◆ **SUPPLIED TEXT**:
+++++
I guess from playing on, it kind of what, I'm a bit seasoned for the pressures and the stress from from playing on.
The streets and having police follow you and trying to arrest you, and you know, to stay calm and deal with that pressure.
I mean we had gigs when there was like 24, 27, riot police vans just encircling us, and you know, it becomes a bit of a military operation, because you have to kind of work out; right okay how long can we play for before we think they're going to come and come at us.
"Okay, let's keep let's do one more song, and you know, okay, you've got that drum, you've got that speaker, you know, you're ready to go if we need to beeline out of here, and we've we've done that stuff, so it becomes like, you know, it became kind of like second nature to deal with that pressure.
Also, these these musicians that we work with.
I mean, I know most of them, like I've played with them.
I toured with them, you know, I know them all like and I have an amazing volunteer team and, like amazing stuff that have worked with me and talk with me and toured with these artists.
+++++
◆ **DATA ROWS**:
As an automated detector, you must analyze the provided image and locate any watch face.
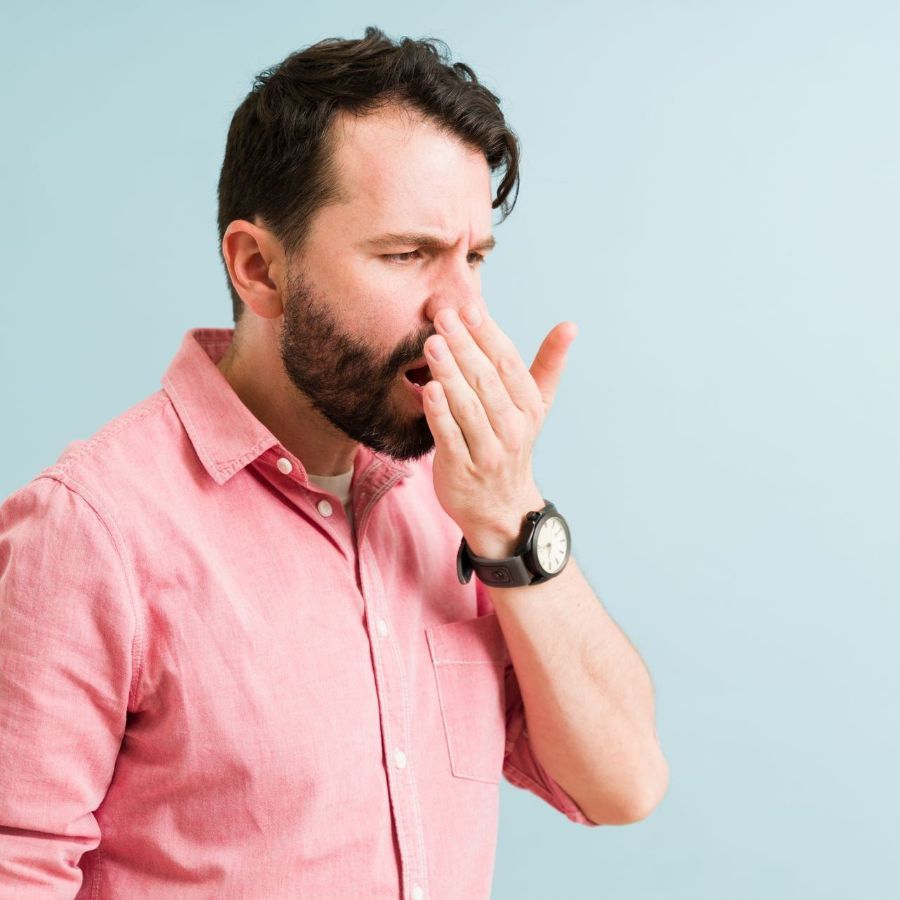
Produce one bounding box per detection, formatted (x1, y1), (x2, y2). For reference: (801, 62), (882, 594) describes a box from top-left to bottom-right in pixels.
(534, 516), (569, 575)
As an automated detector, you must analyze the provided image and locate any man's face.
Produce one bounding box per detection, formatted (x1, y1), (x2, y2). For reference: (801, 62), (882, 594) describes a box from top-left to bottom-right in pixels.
(280, 102), (492, 459)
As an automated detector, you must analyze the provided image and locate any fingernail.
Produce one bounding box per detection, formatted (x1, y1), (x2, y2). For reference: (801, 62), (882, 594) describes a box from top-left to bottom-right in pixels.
(462, 303), (481, 328)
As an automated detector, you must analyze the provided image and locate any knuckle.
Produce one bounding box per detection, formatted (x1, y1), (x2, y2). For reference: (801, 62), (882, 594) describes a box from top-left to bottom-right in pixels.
(497, 353), (519, 378)
(475, 369), (500, 397)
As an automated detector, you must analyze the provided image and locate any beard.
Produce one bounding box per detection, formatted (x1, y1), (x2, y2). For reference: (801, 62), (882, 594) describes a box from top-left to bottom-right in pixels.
(279, 269), (436, 460)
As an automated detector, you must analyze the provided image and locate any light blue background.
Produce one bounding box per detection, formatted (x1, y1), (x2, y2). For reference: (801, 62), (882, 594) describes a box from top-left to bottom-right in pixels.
(0, 0), (900, 900)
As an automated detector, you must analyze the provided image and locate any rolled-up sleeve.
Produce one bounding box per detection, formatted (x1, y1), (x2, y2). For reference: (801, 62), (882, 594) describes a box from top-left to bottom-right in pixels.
(0, 475), (139, 900)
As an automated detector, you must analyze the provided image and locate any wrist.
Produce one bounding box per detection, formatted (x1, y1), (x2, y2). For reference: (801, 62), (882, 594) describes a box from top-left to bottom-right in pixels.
(463, 488), (544, 559)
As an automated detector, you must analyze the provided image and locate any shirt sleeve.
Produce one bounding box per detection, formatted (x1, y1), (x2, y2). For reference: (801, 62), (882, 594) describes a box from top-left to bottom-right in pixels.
(0, 476), (137, 900)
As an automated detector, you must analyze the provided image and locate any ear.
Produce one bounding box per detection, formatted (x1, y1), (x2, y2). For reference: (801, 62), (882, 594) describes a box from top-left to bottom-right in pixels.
(222, 219), (284, 319)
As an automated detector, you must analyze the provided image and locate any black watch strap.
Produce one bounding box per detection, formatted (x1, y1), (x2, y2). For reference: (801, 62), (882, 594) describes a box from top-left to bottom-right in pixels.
(456, 538), (543, 587)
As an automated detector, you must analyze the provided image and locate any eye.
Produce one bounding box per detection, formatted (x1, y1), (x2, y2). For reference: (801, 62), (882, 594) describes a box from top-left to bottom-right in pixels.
(384, 250), (419, 263)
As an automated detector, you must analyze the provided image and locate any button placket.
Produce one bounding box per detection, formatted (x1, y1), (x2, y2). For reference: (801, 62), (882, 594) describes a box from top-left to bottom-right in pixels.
(357, 477), (427, 897)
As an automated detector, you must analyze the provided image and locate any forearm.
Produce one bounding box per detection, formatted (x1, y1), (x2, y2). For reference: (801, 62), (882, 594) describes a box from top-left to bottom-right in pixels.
(487, 558), (668, 824)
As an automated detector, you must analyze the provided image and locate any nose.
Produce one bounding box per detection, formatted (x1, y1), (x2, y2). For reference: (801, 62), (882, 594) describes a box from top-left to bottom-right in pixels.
(425, 255), (484, 322)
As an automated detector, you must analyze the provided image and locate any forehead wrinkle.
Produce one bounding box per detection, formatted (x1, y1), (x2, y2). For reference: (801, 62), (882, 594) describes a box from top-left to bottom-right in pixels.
(360, 231), (497, 250)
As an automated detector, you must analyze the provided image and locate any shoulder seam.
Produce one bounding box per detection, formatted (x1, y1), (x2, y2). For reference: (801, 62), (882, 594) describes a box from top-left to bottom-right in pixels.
(45, 390), (172, 480)
(34, 470), (144, 711)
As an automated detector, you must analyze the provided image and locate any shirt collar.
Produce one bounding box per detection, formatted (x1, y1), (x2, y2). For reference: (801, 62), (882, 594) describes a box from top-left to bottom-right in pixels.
(162, 328), (410, 484)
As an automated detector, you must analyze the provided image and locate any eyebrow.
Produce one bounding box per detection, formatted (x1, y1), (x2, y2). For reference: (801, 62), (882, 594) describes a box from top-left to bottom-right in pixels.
(362, 231), (497, 250)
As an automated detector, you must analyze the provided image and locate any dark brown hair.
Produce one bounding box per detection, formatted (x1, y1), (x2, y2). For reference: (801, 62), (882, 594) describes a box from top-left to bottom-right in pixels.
(218, 27), (519, 324)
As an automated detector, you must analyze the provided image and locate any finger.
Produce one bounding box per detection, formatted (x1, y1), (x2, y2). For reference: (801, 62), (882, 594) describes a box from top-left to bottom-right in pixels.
(530, 322), (578, 413)
(463, 303), (543, 420)
(435, 309), (524, 443)
(425, 334), (497, 465)
(422, 381), (469, 460)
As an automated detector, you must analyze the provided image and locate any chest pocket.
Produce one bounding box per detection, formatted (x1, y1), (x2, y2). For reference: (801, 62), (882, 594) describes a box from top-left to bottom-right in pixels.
(425, 613), (510, 784)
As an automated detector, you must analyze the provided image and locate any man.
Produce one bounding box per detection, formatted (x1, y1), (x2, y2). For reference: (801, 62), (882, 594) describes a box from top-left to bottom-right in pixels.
(0, 29), (667, 900)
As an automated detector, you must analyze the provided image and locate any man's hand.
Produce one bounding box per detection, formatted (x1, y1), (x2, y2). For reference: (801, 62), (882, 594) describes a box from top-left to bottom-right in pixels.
(423, 304), (578, 559)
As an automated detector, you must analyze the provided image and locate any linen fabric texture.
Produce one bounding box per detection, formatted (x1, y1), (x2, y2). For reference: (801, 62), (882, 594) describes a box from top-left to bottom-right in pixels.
(0, 328), (593, 900)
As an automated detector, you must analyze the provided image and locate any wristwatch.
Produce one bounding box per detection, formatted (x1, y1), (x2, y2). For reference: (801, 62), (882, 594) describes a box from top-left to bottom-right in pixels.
(456, 498), (572, 587)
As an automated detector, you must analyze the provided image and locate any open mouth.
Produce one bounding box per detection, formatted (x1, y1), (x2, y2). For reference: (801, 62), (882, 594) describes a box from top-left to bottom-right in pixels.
(403, 365), (431, 387)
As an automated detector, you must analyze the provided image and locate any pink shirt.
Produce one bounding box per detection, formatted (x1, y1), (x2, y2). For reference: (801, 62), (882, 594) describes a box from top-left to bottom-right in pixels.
(0, 329), (591, 900)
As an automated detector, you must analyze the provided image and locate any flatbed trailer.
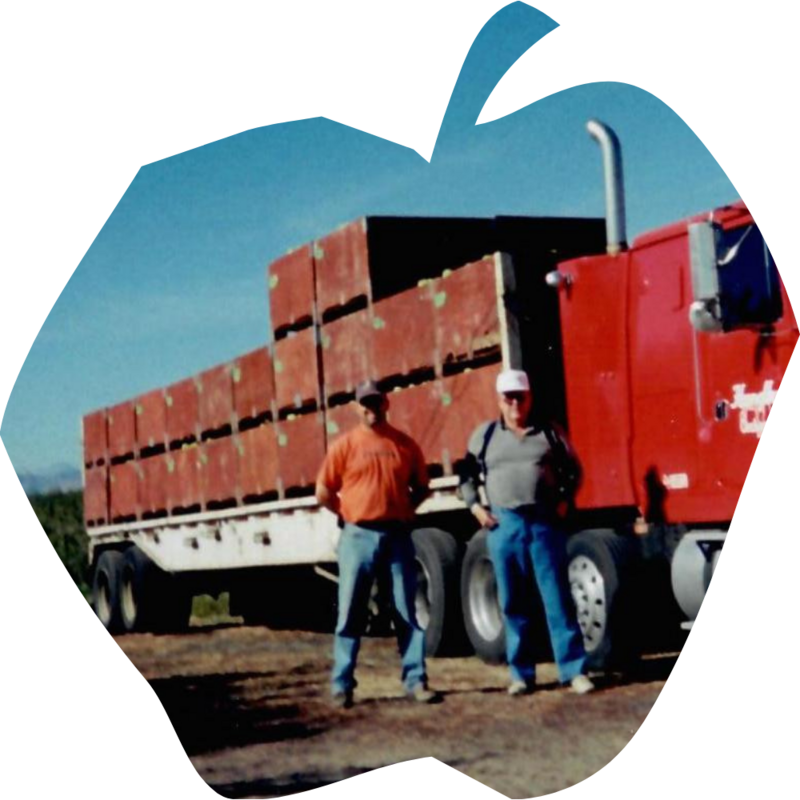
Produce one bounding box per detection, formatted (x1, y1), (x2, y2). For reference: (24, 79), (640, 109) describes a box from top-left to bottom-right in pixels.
(84, 122), (800, 665)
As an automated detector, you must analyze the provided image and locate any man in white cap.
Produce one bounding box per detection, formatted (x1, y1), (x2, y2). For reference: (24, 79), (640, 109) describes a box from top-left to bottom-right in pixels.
(461, 370), (594, 695)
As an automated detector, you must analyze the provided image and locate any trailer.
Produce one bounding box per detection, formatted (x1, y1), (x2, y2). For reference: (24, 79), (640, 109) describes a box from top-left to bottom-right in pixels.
(83, 121), (799, 666)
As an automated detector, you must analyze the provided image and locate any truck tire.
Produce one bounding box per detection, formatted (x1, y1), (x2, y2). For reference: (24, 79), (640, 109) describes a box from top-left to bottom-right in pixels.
(461, 530), (506, 664)
(567, 529), (638, 669)
(92, 550), (122, 633)
(412, 528), (466, 656)
(120, 545), (192, 633)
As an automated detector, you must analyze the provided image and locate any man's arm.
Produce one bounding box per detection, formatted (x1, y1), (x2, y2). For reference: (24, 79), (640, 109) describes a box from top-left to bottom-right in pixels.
(316, 478), (341, 515)
(458, 423), (497, 528)
(314, 444), (342, 516)
(411, 442), (431, 509)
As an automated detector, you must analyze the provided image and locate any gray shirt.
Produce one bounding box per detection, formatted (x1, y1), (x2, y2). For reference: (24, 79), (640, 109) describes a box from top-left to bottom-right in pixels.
(460, 420), (571, 508)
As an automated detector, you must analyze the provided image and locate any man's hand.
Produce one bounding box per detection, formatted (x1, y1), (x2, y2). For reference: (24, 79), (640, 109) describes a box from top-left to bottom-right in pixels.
(470, 503), (499, 530)
(316, 482), (339, 515)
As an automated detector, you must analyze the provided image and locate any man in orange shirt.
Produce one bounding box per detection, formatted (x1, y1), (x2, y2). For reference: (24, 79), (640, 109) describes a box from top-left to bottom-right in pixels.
(316, 381), (437, 708)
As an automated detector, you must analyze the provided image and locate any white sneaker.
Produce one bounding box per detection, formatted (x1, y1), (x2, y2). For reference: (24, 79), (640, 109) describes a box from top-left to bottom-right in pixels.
(570, 675), (595, 694)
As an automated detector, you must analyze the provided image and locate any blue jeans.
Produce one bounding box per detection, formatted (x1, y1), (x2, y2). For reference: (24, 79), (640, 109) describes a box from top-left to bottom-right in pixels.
(331, 523), (427, 692)
(486, 507), (586, 684)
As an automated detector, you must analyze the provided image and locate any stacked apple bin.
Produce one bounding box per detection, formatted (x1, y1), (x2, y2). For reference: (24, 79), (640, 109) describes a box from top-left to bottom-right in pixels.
(83, 211), (605, 632)
(84, 217), (516, 527)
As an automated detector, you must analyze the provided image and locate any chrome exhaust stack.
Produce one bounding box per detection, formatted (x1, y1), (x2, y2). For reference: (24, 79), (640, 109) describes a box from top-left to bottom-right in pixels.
(586, 119), (628, 255)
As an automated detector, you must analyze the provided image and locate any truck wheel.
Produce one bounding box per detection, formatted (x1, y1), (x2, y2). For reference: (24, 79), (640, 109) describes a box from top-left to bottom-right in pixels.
(567, 529), (637, 669)
(461, 530), (506, 664)
(120, 546), (192, 633)
(412, 528), (466, 656)
(92, 550), (122, 633)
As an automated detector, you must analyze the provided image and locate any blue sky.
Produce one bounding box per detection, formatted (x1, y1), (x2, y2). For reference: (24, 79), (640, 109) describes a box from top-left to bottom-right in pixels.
(0, 2), (741, 473)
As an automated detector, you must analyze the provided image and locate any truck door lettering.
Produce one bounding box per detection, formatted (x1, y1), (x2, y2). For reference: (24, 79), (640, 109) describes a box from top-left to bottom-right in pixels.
(731, 381), (779, 439)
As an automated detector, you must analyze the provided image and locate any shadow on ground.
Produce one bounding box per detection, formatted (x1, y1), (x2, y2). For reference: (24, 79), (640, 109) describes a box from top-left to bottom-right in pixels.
(147, 672), (326, 757)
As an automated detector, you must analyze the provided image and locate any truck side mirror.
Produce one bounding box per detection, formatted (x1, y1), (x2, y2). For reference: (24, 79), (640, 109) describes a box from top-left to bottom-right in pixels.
(689, 217), (783, 332)
(689, 222), (722, 333)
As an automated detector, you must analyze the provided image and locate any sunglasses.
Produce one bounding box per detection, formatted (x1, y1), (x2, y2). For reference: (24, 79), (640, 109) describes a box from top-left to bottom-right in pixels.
(360, 395), (383, 411)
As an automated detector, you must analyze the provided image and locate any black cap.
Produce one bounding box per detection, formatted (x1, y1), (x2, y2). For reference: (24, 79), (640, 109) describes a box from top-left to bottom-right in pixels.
(356, 381), (383, 403)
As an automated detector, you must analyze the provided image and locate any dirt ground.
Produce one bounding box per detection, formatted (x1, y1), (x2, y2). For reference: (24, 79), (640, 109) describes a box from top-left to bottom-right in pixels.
(114, 625), (679, 800)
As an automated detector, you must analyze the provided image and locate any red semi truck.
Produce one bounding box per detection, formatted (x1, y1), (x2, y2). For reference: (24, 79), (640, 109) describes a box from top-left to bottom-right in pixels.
(83, 121), (798, 663)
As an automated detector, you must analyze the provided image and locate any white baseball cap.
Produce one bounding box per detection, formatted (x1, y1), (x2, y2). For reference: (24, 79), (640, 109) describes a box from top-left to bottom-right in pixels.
(497, 369), (531, 394)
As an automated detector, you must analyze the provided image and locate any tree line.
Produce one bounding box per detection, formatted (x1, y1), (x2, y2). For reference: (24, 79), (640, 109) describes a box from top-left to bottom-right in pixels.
(28, 491), (90, 600)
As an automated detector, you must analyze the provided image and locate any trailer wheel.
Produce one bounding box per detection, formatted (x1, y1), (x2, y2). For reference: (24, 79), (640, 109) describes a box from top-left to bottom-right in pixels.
(412, 528), (466, 656)
(461, 530), (506, 664)
(92, 550), (122, 633)
(567, 529), (637, 669)
(120, 546), (192, 633)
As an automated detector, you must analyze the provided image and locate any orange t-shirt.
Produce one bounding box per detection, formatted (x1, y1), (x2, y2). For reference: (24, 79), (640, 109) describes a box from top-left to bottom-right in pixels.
(318, 423), (428, 523)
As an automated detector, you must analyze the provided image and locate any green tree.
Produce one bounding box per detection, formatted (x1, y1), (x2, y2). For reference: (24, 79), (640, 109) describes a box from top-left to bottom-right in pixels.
(28, 491), (90, 599)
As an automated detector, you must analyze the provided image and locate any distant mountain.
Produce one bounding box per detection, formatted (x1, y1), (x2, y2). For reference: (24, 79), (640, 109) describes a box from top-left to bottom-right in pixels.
(14, 464), (83, 497)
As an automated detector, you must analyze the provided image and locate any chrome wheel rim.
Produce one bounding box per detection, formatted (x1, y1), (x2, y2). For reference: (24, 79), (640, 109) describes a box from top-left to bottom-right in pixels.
(569, 556), (608, 653)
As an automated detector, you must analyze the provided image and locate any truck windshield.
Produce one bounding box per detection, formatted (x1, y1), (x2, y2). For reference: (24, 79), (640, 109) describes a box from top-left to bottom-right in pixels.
(717, 225), (783, 330)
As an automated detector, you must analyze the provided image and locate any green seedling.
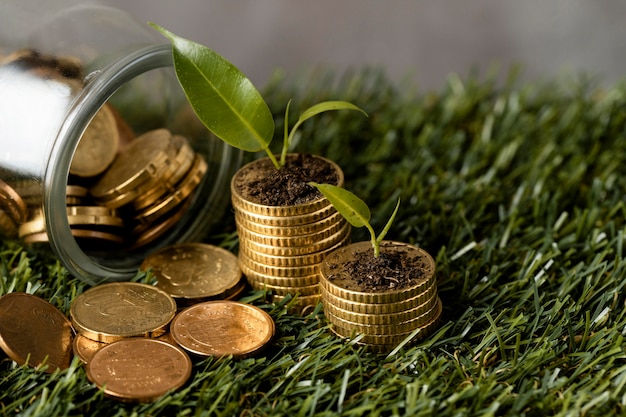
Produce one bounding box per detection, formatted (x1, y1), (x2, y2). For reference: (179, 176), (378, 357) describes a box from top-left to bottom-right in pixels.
(308, 182), (400, 258)
(149, 23), (367, 169)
+++++
◆ **SHORT PROBLEM**: Continue the spoken account of street gigs under police pressure, beginning right after its last sentence.

◆ **SOLVED PROBLEM**:
So, there's loads of cross-pollination with all these musicians from across the world, Of course, England and the UK that we all kind of know each other.
And we all kind of have got used to that pressure of of the Jam for Freedom gigs, and kind of everything goes on with it, but but yeah; as well as well with the speakers.
You know, I mean, we've done like almost 500 well over 500 shows across the world and that's led to all these different people that I've met and slept at their houses and on their sofas and their spare rooms and, and they're all part of the festival.
Like amazing staff who worked with me, tour with me,
So, it's a real massive community of people from America, Ireland, Europe, etc.
I we've got some Australians coming that are just happening to be in England this year that have done Jam for Freedom shows.
Yeah, it's intense, but at the end of the day it's a beautiful experience and it's a beautiful community, and yeah, I just hope that hope you guys can all come.
We've got really limited tickets now, so jump on, and get the last shoe.
Yeah, 100 percent, we're doing this just a day before it goes out, but certainly I'll repeat: everyone one go and and get tickets and make sure you're you're part of that.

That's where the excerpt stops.